◆ **TASK DETAILS**
Identify every one of the lines below that contains the string "coat", and copy each of those lines in full. Case counts, so only matches with the same capitalization qualify.

◆ **RECORDS TO USE**
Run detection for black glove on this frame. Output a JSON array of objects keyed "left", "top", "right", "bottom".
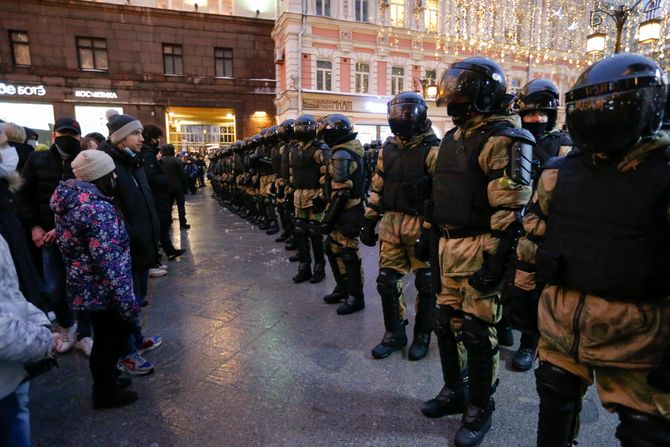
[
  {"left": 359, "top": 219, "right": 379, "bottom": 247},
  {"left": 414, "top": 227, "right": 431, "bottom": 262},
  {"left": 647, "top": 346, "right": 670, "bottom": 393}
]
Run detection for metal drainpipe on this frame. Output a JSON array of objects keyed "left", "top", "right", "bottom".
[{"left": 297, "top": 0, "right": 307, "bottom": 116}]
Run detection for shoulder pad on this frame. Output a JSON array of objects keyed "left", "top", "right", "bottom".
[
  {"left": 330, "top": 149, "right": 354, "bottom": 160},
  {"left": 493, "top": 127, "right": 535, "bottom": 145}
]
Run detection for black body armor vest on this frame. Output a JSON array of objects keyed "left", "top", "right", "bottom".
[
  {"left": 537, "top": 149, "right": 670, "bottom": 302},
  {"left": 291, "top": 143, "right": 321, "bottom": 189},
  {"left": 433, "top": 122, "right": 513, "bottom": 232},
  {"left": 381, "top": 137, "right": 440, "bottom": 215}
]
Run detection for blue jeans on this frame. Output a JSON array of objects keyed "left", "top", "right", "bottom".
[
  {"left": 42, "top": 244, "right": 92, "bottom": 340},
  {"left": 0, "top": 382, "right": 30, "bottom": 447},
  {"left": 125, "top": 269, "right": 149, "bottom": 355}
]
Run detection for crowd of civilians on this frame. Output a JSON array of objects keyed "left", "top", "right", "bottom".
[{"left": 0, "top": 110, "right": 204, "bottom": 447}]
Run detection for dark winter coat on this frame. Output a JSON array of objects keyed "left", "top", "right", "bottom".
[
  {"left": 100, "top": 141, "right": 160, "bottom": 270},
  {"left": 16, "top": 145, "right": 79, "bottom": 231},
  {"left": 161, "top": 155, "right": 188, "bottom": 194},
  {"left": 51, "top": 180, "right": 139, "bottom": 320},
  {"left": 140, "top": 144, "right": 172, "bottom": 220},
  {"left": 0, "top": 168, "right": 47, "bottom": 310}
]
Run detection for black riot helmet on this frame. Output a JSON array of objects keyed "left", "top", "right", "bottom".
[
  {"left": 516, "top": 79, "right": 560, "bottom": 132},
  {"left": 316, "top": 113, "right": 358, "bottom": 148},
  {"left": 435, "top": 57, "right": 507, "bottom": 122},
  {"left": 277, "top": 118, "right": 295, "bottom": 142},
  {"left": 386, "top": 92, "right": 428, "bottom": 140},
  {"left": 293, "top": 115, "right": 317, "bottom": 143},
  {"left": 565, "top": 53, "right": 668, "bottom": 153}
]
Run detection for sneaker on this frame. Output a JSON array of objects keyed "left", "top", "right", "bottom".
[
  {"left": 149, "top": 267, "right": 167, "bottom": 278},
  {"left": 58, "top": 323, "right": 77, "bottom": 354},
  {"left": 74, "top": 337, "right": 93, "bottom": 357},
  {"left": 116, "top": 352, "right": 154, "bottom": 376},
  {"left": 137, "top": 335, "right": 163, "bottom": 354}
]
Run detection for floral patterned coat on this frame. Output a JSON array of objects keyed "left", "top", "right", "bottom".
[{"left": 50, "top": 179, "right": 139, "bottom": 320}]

◆ **RESULT OF THE EXERCISE**
Run detection for dark winter coat on this frame. Output a JSON array of objects keyed "left", "top", "right", "bottom".
Run detection for floral patterned coat on this frame. Output a JSON array of objects keyed "left", "top", "right", "bottom".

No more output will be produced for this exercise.